Data:
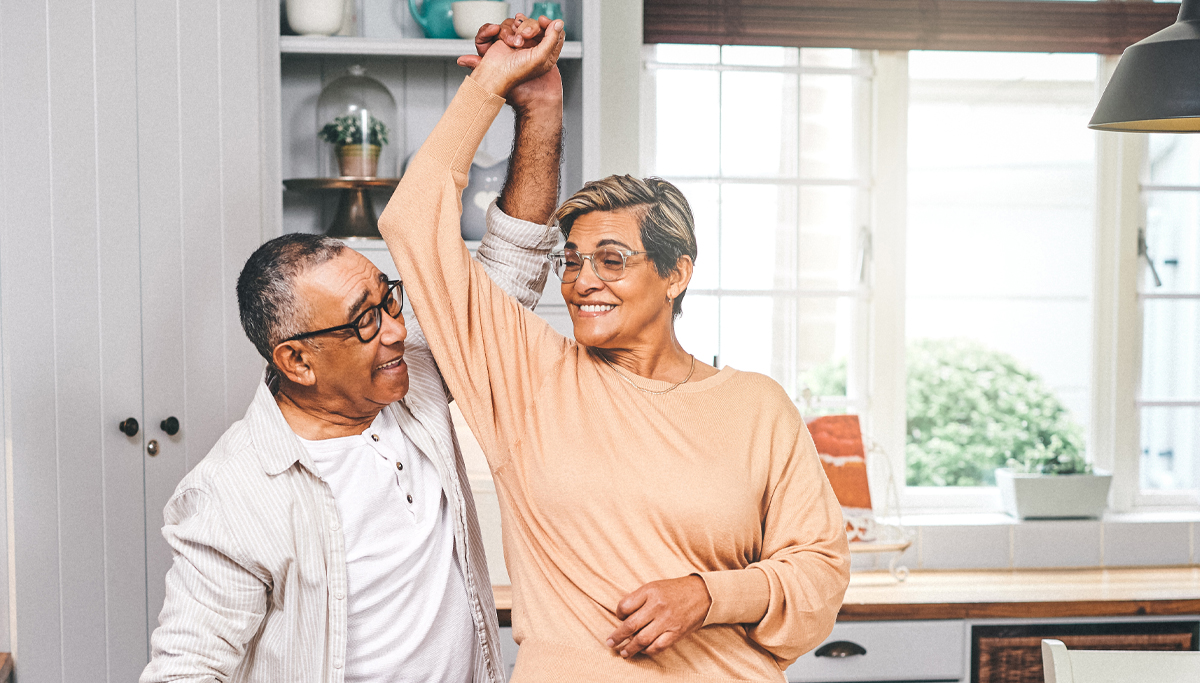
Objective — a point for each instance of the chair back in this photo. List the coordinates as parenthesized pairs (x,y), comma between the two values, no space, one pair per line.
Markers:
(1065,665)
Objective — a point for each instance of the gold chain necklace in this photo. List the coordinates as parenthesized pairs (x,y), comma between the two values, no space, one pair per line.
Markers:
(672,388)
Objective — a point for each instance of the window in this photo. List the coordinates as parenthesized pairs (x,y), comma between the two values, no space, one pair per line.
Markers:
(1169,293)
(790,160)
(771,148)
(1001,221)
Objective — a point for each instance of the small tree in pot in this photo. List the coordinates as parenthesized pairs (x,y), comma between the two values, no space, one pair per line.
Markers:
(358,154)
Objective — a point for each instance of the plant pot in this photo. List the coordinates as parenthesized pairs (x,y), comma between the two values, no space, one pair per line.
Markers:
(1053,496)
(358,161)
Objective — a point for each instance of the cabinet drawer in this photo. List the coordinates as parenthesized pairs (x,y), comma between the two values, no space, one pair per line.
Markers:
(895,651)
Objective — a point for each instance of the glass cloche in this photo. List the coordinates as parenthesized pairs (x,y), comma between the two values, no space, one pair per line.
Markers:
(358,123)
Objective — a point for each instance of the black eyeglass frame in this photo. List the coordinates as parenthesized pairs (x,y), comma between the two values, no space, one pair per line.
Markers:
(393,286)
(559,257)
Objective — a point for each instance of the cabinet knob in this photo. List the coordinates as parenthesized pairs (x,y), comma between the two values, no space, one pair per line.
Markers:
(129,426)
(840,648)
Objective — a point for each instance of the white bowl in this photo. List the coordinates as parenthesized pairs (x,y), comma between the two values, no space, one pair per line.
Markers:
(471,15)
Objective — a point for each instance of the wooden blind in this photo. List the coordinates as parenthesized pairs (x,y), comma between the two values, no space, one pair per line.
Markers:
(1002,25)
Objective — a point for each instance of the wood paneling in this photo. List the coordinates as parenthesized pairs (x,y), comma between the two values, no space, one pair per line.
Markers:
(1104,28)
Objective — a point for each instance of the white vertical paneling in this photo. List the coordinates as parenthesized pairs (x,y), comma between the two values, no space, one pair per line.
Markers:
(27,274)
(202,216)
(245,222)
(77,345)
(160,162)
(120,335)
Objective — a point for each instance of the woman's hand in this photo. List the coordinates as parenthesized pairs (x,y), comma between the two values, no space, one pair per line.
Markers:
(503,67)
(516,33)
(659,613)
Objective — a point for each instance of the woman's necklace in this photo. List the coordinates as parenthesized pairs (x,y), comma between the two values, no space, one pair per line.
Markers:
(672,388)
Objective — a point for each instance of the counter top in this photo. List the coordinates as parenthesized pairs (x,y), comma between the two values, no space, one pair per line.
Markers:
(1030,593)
* * *
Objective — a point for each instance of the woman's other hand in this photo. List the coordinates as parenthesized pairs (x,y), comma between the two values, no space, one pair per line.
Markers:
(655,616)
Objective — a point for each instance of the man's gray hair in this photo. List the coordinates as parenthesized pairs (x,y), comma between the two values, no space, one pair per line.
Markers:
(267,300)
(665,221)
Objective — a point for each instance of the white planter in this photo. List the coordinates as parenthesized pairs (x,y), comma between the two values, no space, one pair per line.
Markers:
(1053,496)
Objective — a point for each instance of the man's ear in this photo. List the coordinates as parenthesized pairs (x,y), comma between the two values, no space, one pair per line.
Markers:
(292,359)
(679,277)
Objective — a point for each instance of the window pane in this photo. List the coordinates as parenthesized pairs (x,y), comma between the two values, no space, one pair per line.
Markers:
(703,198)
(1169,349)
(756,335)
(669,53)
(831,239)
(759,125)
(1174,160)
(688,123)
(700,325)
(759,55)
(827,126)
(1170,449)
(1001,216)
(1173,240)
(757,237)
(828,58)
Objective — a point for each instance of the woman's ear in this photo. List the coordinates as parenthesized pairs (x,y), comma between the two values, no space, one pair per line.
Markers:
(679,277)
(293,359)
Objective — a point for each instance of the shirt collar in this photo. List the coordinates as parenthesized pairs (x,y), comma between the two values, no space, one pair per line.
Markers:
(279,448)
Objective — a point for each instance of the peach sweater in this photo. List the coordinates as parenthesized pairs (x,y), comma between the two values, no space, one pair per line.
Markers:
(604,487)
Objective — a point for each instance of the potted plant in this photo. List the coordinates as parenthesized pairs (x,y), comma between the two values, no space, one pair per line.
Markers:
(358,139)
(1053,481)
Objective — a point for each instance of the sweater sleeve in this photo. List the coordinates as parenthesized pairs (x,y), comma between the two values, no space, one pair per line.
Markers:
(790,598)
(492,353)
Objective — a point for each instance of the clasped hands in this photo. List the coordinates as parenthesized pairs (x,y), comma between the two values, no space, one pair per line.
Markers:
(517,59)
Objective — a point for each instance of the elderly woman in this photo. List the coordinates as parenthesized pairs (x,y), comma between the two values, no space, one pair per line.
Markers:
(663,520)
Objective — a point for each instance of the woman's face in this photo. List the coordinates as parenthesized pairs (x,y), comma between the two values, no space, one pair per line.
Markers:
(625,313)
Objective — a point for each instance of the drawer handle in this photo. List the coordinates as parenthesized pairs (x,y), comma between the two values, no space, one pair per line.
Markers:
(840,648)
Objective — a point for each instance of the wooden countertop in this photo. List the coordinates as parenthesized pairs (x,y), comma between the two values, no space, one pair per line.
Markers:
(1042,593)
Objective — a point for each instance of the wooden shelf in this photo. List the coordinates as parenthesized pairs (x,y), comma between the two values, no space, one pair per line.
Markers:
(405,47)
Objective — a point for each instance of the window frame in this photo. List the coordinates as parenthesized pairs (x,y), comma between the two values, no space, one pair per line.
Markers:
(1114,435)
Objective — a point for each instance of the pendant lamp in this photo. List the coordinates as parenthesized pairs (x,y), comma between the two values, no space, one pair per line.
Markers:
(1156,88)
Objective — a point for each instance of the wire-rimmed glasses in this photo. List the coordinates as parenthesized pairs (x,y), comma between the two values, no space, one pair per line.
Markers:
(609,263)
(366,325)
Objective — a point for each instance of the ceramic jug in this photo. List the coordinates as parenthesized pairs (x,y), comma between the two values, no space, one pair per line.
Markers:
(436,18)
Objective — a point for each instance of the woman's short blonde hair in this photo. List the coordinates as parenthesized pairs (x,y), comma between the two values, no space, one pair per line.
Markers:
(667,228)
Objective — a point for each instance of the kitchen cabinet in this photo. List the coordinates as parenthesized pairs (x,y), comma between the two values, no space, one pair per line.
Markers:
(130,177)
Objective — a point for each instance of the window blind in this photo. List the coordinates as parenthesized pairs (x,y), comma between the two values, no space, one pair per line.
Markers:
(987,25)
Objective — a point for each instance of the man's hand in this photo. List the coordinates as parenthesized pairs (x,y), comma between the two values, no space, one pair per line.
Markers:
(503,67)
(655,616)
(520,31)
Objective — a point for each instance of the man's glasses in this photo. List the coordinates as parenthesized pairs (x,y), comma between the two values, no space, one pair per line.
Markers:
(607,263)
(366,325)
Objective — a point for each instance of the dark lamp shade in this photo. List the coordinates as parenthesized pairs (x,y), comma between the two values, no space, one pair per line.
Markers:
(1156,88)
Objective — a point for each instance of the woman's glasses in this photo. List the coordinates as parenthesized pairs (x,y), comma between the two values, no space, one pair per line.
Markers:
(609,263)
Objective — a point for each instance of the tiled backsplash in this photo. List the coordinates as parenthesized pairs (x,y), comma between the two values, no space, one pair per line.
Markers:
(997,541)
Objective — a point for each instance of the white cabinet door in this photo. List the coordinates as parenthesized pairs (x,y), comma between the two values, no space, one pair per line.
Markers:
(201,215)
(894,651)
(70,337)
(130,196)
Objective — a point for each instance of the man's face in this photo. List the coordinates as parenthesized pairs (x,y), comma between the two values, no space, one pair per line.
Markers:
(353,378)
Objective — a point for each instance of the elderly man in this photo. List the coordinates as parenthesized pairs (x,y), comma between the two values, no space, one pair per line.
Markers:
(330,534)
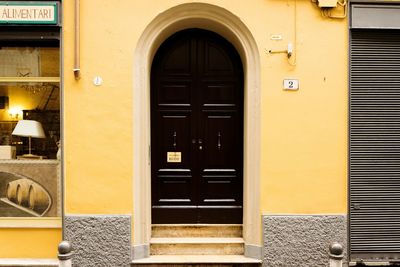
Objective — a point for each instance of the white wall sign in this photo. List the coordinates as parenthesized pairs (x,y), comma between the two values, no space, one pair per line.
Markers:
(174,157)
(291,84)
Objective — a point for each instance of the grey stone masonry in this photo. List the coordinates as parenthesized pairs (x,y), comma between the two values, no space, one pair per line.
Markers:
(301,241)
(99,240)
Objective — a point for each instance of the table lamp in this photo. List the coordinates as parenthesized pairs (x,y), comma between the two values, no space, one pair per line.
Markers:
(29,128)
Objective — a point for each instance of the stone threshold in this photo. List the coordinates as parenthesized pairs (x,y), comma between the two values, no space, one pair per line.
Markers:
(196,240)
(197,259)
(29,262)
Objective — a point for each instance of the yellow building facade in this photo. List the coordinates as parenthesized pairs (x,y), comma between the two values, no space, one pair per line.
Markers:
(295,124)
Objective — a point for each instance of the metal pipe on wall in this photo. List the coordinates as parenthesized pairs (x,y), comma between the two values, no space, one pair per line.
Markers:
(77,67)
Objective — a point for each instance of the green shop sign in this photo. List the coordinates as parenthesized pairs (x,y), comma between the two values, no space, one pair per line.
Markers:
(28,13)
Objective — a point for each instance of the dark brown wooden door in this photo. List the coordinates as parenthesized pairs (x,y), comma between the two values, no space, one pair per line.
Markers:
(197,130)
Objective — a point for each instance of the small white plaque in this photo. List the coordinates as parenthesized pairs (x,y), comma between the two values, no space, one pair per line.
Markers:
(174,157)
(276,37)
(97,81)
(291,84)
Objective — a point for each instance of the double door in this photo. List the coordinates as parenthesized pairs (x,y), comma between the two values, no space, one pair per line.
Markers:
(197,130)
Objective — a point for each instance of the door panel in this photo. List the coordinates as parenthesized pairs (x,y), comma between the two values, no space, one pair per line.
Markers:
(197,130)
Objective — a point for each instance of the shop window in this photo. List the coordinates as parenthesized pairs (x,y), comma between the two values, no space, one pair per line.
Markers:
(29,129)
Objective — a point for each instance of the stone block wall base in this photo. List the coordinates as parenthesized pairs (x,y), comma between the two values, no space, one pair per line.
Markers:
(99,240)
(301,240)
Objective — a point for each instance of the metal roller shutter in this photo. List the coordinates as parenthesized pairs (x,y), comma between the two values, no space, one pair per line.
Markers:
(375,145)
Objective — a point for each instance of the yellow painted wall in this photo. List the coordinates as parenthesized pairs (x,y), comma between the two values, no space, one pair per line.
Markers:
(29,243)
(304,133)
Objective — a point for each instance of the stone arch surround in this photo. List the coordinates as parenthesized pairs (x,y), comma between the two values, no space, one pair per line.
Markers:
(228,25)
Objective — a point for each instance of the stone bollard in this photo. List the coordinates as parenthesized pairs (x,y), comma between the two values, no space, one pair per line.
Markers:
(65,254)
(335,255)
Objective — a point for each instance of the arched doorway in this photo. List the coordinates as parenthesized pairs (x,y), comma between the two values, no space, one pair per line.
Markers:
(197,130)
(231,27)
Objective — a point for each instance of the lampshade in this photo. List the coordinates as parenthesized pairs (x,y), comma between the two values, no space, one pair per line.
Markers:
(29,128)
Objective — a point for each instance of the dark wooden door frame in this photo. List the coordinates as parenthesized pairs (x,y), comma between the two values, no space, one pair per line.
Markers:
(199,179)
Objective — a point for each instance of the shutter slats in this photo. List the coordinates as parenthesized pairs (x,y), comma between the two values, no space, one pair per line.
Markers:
---
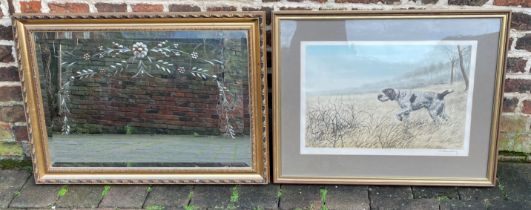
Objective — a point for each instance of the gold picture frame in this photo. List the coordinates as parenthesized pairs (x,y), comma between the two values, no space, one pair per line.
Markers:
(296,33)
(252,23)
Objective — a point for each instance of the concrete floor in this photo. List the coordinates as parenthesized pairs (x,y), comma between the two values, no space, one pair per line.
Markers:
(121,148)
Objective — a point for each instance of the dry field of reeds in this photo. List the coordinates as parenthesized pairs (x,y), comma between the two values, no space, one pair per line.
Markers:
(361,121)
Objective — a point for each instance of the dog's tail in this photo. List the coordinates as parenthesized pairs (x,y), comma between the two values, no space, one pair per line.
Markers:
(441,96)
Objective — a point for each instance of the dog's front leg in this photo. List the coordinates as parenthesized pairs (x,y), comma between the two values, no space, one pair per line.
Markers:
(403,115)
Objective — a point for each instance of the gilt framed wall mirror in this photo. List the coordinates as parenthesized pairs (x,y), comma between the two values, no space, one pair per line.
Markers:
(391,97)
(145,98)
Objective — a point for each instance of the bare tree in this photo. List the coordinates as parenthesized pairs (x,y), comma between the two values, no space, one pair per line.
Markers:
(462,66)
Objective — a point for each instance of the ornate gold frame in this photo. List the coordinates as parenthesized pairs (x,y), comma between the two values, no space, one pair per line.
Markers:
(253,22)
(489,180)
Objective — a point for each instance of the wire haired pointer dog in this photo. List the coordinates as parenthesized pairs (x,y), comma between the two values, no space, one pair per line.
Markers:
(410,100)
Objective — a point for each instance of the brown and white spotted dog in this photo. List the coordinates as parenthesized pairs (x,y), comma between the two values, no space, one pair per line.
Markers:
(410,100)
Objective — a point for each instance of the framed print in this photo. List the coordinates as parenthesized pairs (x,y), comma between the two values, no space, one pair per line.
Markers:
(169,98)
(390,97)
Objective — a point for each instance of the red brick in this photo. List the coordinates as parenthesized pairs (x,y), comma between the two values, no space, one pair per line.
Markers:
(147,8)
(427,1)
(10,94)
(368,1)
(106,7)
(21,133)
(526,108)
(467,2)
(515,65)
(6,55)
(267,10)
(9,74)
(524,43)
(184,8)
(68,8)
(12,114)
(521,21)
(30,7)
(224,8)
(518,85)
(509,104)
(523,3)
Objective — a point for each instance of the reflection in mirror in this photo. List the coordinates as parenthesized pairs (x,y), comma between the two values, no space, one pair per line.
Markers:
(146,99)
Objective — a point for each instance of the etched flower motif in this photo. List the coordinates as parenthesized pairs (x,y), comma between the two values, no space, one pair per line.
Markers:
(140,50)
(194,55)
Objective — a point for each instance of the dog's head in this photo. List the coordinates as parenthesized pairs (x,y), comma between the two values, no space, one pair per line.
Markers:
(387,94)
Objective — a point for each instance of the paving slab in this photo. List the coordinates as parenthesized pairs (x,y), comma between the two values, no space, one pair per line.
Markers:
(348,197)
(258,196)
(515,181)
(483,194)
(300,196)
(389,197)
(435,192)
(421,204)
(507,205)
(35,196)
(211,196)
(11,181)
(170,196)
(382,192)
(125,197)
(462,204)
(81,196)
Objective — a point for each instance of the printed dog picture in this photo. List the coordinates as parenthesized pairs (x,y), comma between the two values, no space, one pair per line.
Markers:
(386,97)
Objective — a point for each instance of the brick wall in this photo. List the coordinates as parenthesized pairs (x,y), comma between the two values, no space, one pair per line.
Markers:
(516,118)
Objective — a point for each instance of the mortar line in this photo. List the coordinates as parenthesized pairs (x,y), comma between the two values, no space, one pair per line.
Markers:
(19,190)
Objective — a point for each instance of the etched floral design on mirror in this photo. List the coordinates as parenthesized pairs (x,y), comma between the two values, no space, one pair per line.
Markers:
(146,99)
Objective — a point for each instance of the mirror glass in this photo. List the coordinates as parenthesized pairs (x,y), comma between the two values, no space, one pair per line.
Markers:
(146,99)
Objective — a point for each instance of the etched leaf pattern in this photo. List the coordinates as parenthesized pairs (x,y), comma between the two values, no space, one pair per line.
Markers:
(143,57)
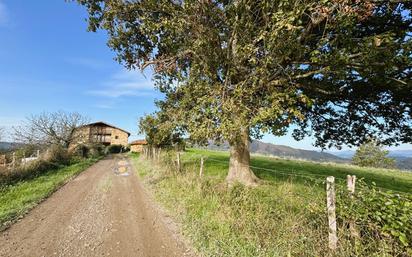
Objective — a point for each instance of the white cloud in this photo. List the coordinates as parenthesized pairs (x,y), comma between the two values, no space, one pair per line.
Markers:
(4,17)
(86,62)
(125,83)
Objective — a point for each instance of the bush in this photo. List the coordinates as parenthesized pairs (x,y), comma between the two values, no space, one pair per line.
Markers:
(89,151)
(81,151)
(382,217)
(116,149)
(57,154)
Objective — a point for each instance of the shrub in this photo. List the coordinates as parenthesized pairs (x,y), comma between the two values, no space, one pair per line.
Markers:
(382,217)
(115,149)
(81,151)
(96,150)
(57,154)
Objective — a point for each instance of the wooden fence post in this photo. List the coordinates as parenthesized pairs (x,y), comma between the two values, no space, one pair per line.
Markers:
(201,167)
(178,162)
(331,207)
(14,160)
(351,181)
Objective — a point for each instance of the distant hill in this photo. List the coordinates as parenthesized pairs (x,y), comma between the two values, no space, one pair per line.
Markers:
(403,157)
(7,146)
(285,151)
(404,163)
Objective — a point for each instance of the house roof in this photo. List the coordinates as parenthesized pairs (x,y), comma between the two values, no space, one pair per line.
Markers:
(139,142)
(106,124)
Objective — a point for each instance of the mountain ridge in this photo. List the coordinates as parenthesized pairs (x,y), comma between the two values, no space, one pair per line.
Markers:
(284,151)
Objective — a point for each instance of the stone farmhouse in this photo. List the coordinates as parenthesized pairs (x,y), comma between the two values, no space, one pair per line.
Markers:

Try it:
Pull every line holding "brick" out of the records.

Written answer:
Objective — a point for each instance of the red brick in this photo. List the coordinates as parenthesized pairs (x,y), comma between the two values, no space, one pair per line.
Objective — a point for each instance of the brick wall in this photo. List the coordinates as parenthesized pairs (x,y), comma between the two values, no space, one pair per line.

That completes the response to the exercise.